- **SELECTED EXCERPT**:

»»

Datasets that are part of scikit-learn are generally stored as “Bunch” objects; that is, an object of class sklearn.utils.Bunch. This is an object that contains the actual data as well as some information about it. All these information are stored in Bunch objects similar to dictionaries (i.e., using keys and values). Similar to dictionaries, we can use key() method to see all keys in a Bunch object like In 3.
In 8 the value of the key DESCR gives some brief information about the dataset. where we see the name of features, classes(can be find in frist 500 characters.), and summary.
In 4-6 in Bunch object we can also access values as bunch.key (or, equivalently, as in dictionaries by bunch['key']). For example, we can access class names as In 4, target label in In 5, and In 6 all measurements (i.e., feature vectors) are stored as values of data key.
We refer to the matrix containing all feature vectors as data matrix (also known as feature matrix). By convention, scikit-learn assumes this matrix has the shape of sample size × feature size; that is, the number of observations (also sometimes referred to as the number of samples) × the number of features. For example, in this data there are 150 Iris flowers and for each there are 4 features; therefore, the shape is 150 × 4: show in In 11.
The corresponding targets (in the same order as the feature vectors stored in data) can be accessed through the target field show in In 12. The three classes in the dataset, namely, setosa, versicolor, and virginica are encoded as integers 0, 1, and 2, respectively. Although there are various encoding schemes to transform categorical variables into their numerical counterparts, this is known as integer (ordinal) encoding.
Here we use bincount function from NumPy to count the number of samples in each class: show in In 13, as seen here, there are 50 observations in each class.
Here we check whether the type of data matrix and target is “array-like” (e.g., numpy array or pandas DataFrame), which is the expected type of input data for scikit-learn estimators: In 20 , is numpy.ndarray type, In 21 we can see the feature names, it is same as the front we defined.
4.4 Test Set for Model Assessment
Sometimes before training a machine learning model, we need to think a bit in advance. Suppose we train a model based on the given training data. A major question to ask is how well the model performs. This is a critical question that shows the predictive capacity of the trained model. In other words, the entire practical utility of the trained model is summarized in its metrics of performance. Here we only have one dataset. Therefore, we have to simulate the effect of having test set. In this regard, we randomly split the given data into a training set (used to train the model) and a test set, which is used for evaluation. Because here the test set is held out from the original data, it is also common to refer to that as holdout set. Next we are going to use train_test_split function from the sklearn.model_selection module, Remember that the test_size argument of the function represents the proportion of data that should be assigned to the test set. The default value of this parameter is 0.25, which is a good rule of thumb if no other specific proportion is desired; and It is a good practice to keep the proportion of classes in both the training and the test sets as in the whole data. This is done by setting the stratify to variable representing the target.
sklearn.model_selection.train_test_split(*arrays, test_size=None, train_size=None, random_state=None, shuffle=True, stratify=None), Split arrays or matrices into random train and test subsets. [5]
In 23 here, we use stratified random split to divide the given data into 80% training and 20% test. In 24 we set the test_size = 0.5 , so the output split to 75/75. X_train and y_train are the feature matrix and the target values used for training, respectively. The feature matrix and the corresponding targets for evaluation are stored in X_test and y_test, respectively. In 26 count the number of classspecific observations in the training data, This shows that the equal proportion of classes in the given data is kept in both the training and the test sets.

««

- **Photo object pointing records**:

»»

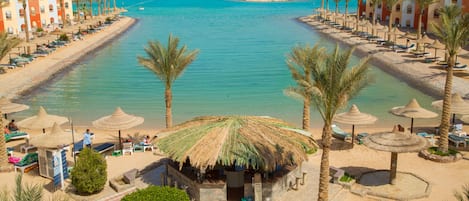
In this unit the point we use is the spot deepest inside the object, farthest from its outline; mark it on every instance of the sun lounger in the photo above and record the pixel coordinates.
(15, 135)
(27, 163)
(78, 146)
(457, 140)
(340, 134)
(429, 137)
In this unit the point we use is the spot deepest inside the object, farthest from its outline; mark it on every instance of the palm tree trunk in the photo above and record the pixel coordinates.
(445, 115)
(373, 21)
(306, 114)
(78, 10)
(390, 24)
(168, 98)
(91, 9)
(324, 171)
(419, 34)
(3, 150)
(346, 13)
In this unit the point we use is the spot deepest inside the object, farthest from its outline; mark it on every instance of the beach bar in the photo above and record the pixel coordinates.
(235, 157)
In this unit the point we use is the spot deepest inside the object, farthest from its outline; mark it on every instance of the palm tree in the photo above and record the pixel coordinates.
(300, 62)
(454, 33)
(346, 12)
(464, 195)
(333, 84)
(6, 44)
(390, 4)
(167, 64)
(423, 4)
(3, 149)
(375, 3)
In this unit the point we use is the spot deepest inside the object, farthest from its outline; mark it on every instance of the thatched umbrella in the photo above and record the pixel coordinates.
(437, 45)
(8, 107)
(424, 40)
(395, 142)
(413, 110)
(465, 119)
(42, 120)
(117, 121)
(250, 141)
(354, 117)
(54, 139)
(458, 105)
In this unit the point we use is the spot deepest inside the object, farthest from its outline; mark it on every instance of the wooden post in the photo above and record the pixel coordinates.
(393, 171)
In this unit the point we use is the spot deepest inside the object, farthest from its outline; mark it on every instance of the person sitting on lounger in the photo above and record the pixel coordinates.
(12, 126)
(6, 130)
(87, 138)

««

- **TASKS TO CARRY OUT**:
(a) Duplicate the part of the scikit-learn excerpt that begins at the words "We refer to" and stops after the words "show in In 11.".
(b) Answer these questions from the scikit-learn excerpt:
(i) What is the default value of the test_size parameter?
(ii) How many observations are in each class, according to the bincount count?
(iii) Which integers encode setosa, versicolor, and virginica?
(c) Extend the scikit-learn excerpt, starting right after its final sentence.

- **ANSWERS BY TASK**:
(a)
We refer to the matrix containing all feature vectors as data matrix (also known as feature matrix). By convention, scikit-learn assumes this matrix has the shape of sample size × feature size; that is, the number of observations (also sometimes referred to as the number of samples) × the number of features. For example, in this data there are 150 Iris flowers and for each there are 4 features; therefore, the shape is 150 × 4: show in In 11.

(b)
(i) 0.25
(ii) 50
(iii) 0, 1, and 2, respectively

(c)
4.5 Data Visualization
For datasets in which the number of variables is not really large, visualization could be a good exploratory analysis—it could reveal possible abnormalities or could provide us with an insight into the hypothesis behind the entire experiment. In this regard, scatter plots can be helpful.
There are various ways to plot pair plots in Python but an easy and appealing way is to use pairplot() function from seaborn library. As this function expects a DataFrame as the input, In 27 first convert the X_train and y_train arrays to dataframes and concatenate them.
In 31 generate the pair plots, the output presents the scatter plot of all pairs of features. The plots on diagonal show the histogram for each feature across all classes. For example, we can observe that class-specific histograms generated based on petal width feature are fairly distinct. Further inspection of these plots suggests that, for example, petal width could potentially be a better feature than sepal width in discriminating classes. This is because the class-specific histograms generated by considering sepal width are more mixed when compared with petal width histograms. However, it is not easy to infer much about higher order feature dependency (i.e., multivariate relationship) from these plots. As a result, although visualization could also be used for selecting discriminating feature subsets, it is generally avoided because we are restricted to low-order dependency among features, while in many problems higher-order feature dependencies lead to an acceptable level of prediction. Next we consider all four features to train a classifier.
4.6 Feature Scaling (Normalization)
This section is familiar with Ex4 4.3 such like Normalization, so In 34 first finds the mean and the standard deviation for each feature in the training set, and In 35 observe that the mean of each feature is 0, and the standard deviations are 1.
It is important to note that the “test set” should not be used in any stage involved in training of our classifier, not even in a preprocessing stage such as normalization. The main reason for this can be explained through the following four points:
The entire worth of the classifier depends on its performance on unseen observations.
Because “unseen” observations, as the name suggests, are not available to us during the training, we use (the available) test set to simulate the effect of unseen observations for evaluating the trained classifier.
As a result of Point 2, in order to have an unbiased evaluation of the classifier using test set, the classifier should classify observations in the test set in precisely the same way it is used to classify unseen future observations.
Unseen observations are not available to us and naturally they can not be used in any training stage such as normalization, feature selection, etc.; therefore, observations in the test set should not be used in any training stage either.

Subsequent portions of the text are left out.